▸ **Direction 1**: Can you repeat, word for word, the stretch of the Prefect concurrency thread from "originally without any" through "a C++ application."?

------------------------------------

Hi guys I ve posted a version of this question yesterday My Prefect Community #ask-community

Hi guys, I've posted a version of this question ye...

karteekaddanki

07/28/2020, 7:20 PM

Hi guys, I've posted a version of this question yesterday. My mapped task when run through the cloud API is not running concurrently when using

LocalEnvironment(executor=DaskExecutor())

. Is this a limitation of the dev version of the cloud API? When using

LocalDaskExecutor

and running the flow with

flow.run()

results in concurrent execution of the tasks. I am using Docker storage for the flows. How can I debug what's going on in this case?

Jim Crist-Harif

07/28/2020, 7:22 PM

Hi @karteekaddanki, what version of prefect are you running? Do you pass any parameters to

DaskExecutor

on creation?

karteekaddanki

07/28/2020, 7:25 PM

@Jim Crist-Harif I'm running

0.12.3

. No I'm not passing any parameters to

DaskExecutor

on startup. I am just setting,

flow.environment = LocalEnvironment(executor=DaskExecutor())

and registering the flow. I've tried

LocalDaskExecutor

originally without any success. I do have tags on the mapped tasks, not sure if that is an issue with concurrency in the dev version of the cloud. My tasks also read from a shared global state but that shouldn't matter as they trigger a

subprocess

running a C++ application.

Jim Crist-Harif

07/28/2020, 7:31 PM

Are your tags resource tags (tags that indicate a dask resource requirement)?

------------------------------------

▸ **Direction 2**: Could you reproduce the stretch of the records below from the line that contains "When you have a moment, could you identify where the green" through the line that contains "[0,0,140,61]", word for word?

▸ **Entries provided**:
------------------------------------

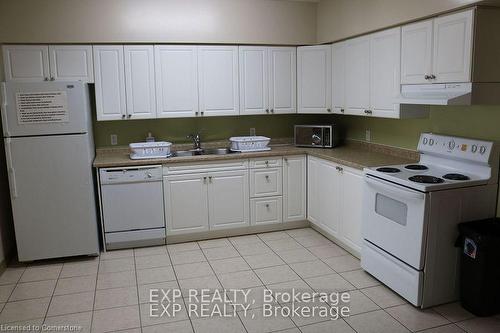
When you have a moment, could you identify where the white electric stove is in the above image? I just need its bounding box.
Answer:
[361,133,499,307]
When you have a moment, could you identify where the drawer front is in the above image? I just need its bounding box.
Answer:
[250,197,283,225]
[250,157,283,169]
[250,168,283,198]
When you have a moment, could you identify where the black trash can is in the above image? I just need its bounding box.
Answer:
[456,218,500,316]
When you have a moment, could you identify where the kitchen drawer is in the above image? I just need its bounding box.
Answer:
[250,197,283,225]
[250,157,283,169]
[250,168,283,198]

------------------------------------

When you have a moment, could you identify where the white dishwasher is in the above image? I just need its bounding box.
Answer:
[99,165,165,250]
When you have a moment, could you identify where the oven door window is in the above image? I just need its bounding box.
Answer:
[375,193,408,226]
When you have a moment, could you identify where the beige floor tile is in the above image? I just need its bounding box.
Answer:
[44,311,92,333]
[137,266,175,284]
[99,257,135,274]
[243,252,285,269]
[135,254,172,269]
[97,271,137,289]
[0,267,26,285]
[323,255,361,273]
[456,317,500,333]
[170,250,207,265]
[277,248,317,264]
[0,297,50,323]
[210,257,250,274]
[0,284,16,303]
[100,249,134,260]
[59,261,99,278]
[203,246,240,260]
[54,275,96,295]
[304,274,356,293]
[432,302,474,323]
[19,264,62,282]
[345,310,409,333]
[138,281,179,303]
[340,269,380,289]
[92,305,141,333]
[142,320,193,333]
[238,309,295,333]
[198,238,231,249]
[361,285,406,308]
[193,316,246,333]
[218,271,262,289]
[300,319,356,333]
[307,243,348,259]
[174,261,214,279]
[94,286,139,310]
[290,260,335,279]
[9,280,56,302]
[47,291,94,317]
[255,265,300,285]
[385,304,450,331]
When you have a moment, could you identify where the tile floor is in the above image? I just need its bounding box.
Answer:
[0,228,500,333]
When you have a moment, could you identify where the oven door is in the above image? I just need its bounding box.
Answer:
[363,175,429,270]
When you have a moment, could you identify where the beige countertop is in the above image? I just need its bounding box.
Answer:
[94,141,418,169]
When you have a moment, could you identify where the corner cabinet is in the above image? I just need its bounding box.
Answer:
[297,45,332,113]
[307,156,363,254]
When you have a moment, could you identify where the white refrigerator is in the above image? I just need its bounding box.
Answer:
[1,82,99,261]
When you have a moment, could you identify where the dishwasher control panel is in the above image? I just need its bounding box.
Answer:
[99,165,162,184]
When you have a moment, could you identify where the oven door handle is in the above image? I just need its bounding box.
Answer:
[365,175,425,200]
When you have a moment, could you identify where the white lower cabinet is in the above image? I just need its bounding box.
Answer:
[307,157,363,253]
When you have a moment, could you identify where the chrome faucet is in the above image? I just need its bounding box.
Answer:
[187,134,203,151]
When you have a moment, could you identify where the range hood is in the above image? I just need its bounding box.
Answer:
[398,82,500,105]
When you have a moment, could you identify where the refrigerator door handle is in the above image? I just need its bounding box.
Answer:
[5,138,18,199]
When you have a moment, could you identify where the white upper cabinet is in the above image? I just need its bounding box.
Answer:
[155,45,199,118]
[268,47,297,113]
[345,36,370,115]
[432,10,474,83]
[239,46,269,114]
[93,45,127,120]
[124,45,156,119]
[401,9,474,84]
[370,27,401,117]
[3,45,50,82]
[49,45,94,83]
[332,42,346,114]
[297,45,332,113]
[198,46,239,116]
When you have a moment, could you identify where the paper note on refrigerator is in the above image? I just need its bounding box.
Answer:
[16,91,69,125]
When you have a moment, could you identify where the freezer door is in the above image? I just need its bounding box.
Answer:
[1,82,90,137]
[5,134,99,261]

------------------------------------

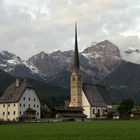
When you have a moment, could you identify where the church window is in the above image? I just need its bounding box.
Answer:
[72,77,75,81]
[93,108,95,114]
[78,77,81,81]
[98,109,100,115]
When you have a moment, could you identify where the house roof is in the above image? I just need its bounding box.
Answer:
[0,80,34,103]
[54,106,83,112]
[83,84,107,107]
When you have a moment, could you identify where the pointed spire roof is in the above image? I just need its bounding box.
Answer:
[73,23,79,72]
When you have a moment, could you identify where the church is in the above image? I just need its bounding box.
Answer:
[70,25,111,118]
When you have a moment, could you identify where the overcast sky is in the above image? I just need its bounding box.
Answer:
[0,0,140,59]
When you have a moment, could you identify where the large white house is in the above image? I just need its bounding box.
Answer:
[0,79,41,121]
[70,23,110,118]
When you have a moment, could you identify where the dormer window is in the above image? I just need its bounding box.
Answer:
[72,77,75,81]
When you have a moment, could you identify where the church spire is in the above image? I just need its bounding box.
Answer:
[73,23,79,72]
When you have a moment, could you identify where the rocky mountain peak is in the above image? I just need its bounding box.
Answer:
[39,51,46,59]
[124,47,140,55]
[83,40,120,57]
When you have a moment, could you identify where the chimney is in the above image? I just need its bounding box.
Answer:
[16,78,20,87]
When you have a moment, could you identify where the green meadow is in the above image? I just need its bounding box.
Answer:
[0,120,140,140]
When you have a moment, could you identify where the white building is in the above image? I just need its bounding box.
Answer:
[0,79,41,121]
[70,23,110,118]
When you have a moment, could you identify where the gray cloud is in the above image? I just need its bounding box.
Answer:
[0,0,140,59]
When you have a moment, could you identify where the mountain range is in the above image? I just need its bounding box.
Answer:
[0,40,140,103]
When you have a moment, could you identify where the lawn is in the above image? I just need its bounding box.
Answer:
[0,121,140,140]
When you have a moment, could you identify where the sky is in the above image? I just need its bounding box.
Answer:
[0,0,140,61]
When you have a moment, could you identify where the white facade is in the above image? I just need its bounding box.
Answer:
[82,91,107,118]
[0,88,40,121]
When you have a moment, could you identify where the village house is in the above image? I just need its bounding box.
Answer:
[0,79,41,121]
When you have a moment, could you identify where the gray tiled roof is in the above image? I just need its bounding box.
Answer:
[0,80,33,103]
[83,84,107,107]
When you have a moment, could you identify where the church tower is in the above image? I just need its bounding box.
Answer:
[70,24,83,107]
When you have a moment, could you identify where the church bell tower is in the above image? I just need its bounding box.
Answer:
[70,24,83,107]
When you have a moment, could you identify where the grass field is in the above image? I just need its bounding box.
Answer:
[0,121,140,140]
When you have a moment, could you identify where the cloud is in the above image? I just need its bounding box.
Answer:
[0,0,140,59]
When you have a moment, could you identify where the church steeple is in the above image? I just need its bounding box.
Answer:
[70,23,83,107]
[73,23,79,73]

------------------------------------

▸ **Response 1**:
originally without any success. I do have tags on the mapped tasks, not sure if that is an issue with concurrency in the dev version of the cloud. My tasks also read from a shared global state but that shouldn't matter as they trigger a

subprocess

running a C++ application.

▸ **Response 2**:
When you have a moment, could you identify where the green meadow is in the above image? I just need its bounding box.
Answer:
[0,120,140,140]
When you have a moment, could you identify where the white building is in the above image? I just need its bounding box.
Answer:
[0,79,41,121]
[70,23,110,118]
When you have a moment, could you identify where the gray cloud is in the above image? I just need its bounding box.
Answer:
[0,0,140,59]
When you have a moment, could you identify where the mountain range is in the above image? I just need its bounding box.
Answer:
[0,40,140,103]
When you have a moment, could you identify where the lawn is in the above image? I just need its bounding box.
Answer:
[0,121,140,140]
When you have a moment, could you identify where the sky is in the above image? I just need its bounding box.
Answer:
[0,0,140,61]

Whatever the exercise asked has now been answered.